JOB 1: From the forum thread below, list every piece of computer hardware that the first post names by brand.

CentOS 7.9.2009 Infiniband drivers causing kernel panic on Ryzen 9 5950X

Issues related to applications and software problems
Post Reply
alpha754293
Posts: 69
Joined: 2019/07/29 16:15:14

CentOS 7.9.2009 Infiniband drivers causing kernel panic on Ryzen 9 5950X

Post by alpha754293 » 2021/12/24 05:08:37

I am trying to have a system set up with an AMD Ryzen 9 5950X on an Asus X570 TUF Gaming Pro (WiFi) motherboard and when I get CentOS 7.9.2009 installed and the kernel updated to 5.15.11 and I tried to get Infiniband up and running, it results in a kernel panic.

Image

Here is the background:

I recently got the processor, motherboard, RAM (2x 32 GB Crucial DDR4-3200 unbuffered, non-ECC RAM) and I am using my old Evga GTX 980 just to get the system going, along with a Mellanox ConnectX-4 100 Gbps Infiniband NIC (MCX456A-ECAT) using CentOS 7.7.2009 to a 1 TB HGST SATA 6 Gbps 7200 rpm HDD.

If I tried to install directly off the ISO image (written to a USB drive using Rufus 3.8), it will immediately produce a kernel panic.

So, instead, I use my old Intel Core i7-3930K to "bootstrap/jumpstart" the installation (i.e. install it on there and then I update the kernel via elrepo from the default kernel that ships with CentOS 7.9.2009 to the 5.15.11 kernel) and once I get the kernel updated, then I can move the hard drive back over to the Ryzen 9 5950X system and then it will be able to boot up initially without any problems.

The moment that I install and/or update, for example, glibc, yum will install it, but when I go to reboot the system is when I will get the kernel panic as shown above.

If I try to reset the system, it will also result in a kernel panic.

Has anybody else encountered this issue before on said Ryzen 9 5950X?

If so, how did you resolve this kernel panic issue?

Your help is greatly appreciated.

Thank you.

User avatar
TrevorH
Site Admin
Posts: 33216
Joined: 2009/09/24 10:40:56
Location: Brighton, UK

Re: CentOS 7.9.2009 Infiniband drivers causing kernel panic on Ryzen 9 5950X

Post by TrevorH » 2021/12/24 11:54:31

That is not a CentOS kernel so no point in reporting problems with it here. Since it appears to be from ELRepo, you should take the problem report to the linux kernel mailing list and report it there.
The future appears to be RHEL or Debian. I think I'm going Debian.
Info for USB installs on http://wiki.centos.org/HowTos/InstallFromUSBkey
CentOS 5 and 6 are deadest, do not use them.
Use the FAQ Luke

alpha754293
Posts: 69
Joined: 2019/07/29 16:15:14

Re: CentOS 7.9.2009 Infiniband drivers causing kernel panic on Ryzen 9 5950X

Post by alpha754293 » 2021/12/24 18:58:31

If I don't update the kernel, then the 3.10.0-1160 kernel that ships with also has a kernel panic on a Ryzen 5950X (by default anyways), i.e. I can't even get it to install after writing the 7.9.2009 ISO onto a USB drive using Rufus 3.17 (which is the latest version as of this writing).

(Records from a collection)
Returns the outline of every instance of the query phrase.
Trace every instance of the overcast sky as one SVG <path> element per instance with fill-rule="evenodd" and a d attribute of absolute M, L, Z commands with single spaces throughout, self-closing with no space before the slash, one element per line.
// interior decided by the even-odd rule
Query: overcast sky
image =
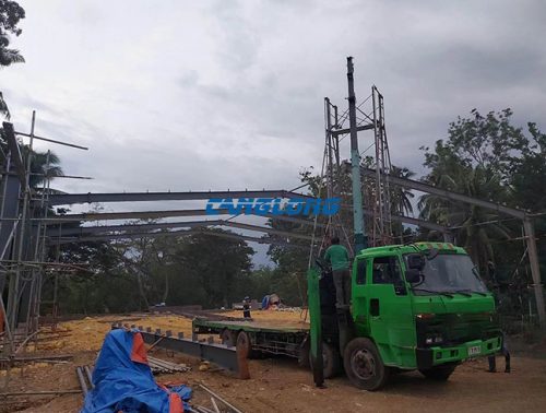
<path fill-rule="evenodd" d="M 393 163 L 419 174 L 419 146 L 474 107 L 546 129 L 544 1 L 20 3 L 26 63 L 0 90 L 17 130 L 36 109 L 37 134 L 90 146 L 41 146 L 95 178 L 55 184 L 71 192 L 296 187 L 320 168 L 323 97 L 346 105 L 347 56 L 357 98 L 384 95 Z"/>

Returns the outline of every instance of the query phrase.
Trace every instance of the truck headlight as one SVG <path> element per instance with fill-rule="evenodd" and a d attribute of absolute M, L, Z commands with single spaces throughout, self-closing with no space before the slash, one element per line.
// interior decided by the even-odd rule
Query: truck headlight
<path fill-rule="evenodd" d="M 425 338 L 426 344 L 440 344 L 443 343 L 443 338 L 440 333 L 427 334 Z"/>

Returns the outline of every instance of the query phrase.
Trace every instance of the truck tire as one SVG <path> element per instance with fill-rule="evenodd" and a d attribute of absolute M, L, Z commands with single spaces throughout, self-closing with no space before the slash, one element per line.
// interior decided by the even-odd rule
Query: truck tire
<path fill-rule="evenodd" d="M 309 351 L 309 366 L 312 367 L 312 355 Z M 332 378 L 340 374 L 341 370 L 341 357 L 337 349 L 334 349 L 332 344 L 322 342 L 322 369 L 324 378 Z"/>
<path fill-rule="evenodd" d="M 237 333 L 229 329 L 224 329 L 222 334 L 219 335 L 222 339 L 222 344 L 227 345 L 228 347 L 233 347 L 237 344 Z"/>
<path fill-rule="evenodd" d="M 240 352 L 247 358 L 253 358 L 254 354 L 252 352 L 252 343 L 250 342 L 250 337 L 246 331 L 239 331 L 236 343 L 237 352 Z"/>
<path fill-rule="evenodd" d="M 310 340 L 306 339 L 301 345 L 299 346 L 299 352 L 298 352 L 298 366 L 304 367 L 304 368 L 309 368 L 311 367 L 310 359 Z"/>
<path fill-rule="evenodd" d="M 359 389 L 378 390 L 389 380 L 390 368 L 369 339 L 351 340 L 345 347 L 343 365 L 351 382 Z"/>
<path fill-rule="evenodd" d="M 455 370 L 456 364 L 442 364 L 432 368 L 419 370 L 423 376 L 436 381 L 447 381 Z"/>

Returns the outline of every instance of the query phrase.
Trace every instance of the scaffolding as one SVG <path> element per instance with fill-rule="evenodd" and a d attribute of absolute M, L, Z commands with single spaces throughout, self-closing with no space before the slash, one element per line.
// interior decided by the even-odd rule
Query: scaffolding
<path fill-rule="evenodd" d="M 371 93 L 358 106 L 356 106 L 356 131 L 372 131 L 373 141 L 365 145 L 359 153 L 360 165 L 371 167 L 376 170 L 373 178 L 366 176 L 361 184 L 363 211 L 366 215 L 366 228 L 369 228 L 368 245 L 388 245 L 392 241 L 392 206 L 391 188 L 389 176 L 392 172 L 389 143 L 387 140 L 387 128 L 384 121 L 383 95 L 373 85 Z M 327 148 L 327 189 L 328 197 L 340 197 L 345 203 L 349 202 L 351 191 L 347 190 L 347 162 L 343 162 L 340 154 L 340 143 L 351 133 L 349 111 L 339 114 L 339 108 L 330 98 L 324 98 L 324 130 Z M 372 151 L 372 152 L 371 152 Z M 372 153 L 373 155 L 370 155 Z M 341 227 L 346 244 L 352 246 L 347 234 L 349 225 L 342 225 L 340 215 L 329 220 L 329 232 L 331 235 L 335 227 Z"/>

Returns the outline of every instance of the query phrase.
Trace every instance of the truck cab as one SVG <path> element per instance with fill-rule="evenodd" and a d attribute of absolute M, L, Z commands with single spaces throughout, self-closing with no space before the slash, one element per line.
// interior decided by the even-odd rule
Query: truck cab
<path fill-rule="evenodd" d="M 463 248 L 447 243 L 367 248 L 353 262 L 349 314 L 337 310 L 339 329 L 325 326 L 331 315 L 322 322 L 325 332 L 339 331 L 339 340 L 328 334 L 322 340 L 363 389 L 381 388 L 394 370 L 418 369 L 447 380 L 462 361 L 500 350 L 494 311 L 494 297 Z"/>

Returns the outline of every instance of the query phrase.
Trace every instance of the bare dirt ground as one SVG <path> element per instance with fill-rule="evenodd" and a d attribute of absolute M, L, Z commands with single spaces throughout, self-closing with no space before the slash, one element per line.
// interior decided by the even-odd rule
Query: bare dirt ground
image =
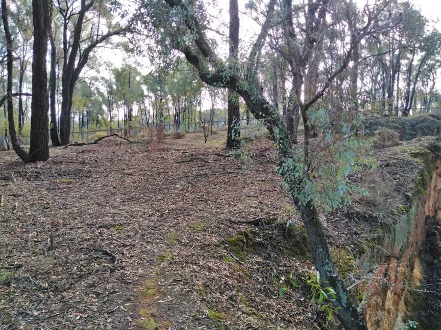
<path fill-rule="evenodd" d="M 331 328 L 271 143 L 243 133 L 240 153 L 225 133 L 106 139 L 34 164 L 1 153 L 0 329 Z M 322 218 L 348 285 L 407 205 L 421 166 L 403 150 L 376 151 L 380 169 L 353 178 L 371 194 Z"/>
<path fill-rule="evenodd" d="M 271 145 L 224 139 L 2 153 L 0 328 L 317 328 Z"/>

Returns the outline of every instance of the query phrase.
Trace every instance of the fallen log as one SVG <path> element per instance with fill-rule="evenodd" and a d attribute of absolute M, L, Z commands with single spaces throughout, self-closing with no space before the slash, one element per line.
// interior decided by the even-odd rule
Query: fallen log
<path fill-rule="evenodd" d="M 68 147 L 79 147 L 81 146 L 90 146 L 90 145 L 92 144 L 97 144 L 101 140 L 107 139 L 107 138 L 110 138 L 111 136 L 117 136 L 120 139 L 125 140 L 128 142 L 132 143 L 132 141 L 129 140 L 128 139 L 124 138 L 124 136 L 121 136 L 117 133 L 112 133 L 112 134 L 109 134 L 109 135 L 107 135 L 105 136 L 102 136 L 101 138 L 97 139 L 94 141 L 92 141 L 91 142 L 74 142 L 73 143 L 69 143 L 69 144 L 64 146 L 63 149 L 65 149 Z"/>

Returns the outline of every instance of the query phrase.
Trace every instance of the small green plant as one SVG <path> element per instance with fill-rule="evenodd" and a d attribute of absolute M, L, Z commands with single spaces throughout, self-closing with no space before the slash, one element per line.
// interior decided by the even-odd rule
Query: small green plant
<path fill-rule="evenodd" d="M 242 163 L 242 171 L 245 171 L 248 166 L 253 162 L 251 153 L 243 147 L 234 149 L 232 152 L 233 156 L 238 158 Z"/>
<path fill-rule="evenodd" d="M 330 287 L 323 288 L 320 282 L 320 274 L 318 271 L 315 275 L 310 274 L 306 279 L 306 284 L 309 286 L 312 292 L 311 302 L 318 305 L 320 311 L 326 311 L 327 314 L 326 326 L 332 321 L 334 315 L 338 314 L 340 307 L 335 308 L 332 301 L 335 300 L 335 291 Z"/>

* * *

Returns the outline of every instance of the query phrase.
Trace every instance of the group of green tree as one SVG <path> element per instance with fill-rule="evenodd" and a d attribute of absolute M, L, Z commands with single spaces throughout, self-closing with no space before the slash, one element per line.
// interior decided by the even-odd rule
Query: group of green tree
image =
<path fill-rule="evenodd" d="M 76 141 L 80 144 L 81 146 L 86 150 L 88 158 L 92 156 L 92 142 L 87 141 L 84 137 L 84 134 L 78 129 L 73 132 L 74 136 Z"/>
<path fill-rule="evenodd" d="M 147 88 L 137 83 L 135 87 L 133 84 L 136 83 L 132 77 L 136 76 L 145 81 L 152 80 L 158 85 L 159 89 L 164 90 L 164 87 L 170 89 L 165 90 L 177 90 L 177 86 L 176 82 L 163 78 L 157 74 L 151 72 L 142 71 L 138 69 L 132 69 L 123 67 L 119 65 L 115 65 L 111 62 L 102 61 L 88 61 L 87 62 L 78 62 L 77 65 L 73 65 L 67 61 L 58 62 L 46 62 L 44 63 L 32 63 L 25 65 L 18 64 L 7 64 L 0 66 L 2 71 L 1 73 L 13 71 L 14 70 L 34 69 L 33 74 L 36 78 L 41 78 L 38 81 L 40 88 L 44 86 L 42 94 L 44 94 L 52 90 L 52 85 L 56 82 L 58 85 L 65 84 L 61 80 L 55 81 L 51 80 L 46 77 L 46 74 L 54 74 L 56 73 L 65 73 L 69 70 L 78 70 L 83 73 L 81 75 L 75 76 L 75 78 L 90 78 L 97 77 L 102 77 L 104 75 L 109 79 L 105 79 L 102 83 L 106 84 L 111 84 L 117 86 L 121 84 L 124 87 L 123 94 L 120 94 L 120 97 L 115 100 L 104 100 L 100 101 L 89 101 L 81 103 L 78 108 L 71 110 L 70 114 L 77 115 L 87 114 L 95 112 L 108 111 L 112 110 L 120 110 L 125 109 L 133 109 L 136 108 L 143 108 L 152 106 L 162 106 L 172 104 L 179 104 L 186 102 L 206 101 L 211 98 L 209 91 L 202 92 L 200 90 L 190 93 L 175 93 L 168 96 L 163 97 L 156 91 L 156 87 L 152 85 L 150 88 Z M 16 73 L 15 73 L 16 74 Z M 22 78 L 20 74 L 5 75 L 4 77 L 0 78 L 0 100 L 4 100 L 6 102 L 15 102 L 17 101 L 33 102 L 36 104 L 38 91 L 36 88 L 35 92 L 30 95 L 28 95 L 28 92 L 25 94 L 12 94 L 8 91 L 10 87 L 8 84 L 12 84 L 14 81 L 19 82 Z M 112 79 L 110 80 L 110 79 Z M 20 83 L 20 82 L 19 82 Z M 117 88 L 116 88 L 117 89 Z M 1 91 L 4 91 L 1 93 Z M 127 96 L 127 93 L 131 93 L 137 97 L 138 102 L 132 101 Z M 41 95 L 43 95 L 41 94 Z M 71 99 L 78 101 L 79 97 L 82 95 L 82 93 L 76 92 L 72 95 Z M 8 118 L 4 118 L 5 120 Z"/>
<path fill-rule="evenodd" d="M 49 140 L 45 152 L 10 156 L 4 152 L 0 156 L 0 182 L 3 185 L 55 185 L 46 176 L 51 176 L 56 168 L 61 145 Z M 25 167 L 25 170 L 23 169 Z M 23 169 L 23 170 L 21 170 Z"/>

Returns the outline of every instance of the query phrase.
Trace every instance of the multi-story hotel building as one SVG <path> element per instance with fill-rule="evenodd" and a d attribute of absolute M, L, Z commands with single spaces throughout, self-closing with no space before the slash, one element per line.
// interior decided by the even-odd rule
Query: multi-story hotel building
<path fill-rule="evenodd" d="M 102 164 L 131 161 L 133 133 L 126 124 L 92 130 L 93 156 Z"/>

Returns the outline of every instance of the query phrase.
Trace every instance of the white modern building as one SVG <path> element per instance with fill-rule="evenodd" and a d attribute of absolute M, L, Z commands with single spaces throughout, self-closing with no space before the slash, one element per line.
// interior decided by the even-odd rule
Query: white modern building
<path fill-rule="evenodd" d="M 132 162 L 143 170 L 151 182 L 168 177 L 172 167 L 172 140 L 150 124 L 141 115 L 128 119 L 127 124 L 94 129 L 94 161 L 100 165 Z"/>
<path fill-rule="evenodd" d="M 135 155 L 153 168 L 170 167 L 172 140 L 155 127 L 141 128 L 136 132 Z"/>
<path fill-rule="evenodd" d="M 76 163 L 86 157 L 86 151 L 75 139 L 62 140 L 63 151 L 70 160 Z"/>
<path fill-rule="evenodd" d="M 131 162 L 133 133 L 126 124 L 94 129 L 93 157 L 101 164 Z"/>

JOB 2: Gather every line in the rows above that contains the word "white".

RESULT 1:
- AMD Ryzen 9 5950X processor
- Asus X570 TUF Gaming Pro (WiFi) motherboard
- Crucial DDR4-3200 unbuffered, non-ECC RAM (2x 32 GB)
- Evga GTX 980
- Mellanox ConnectX-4 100 Gbps Infiniband NIC (MCX456A-ECAT)
- 1 TB HGST SATA 6 Gbps 7200 rpm HDD
- Intel Core i7-3930K

RESULT 2:
Trace every instance of the white modern building as one SVG <path> element per instance with fill-rule="evenodd" and a d attribute of absolute M, L, Z commands with single spaces throughout, self-closing with no space before the slash, one element per line.
Query: white modern building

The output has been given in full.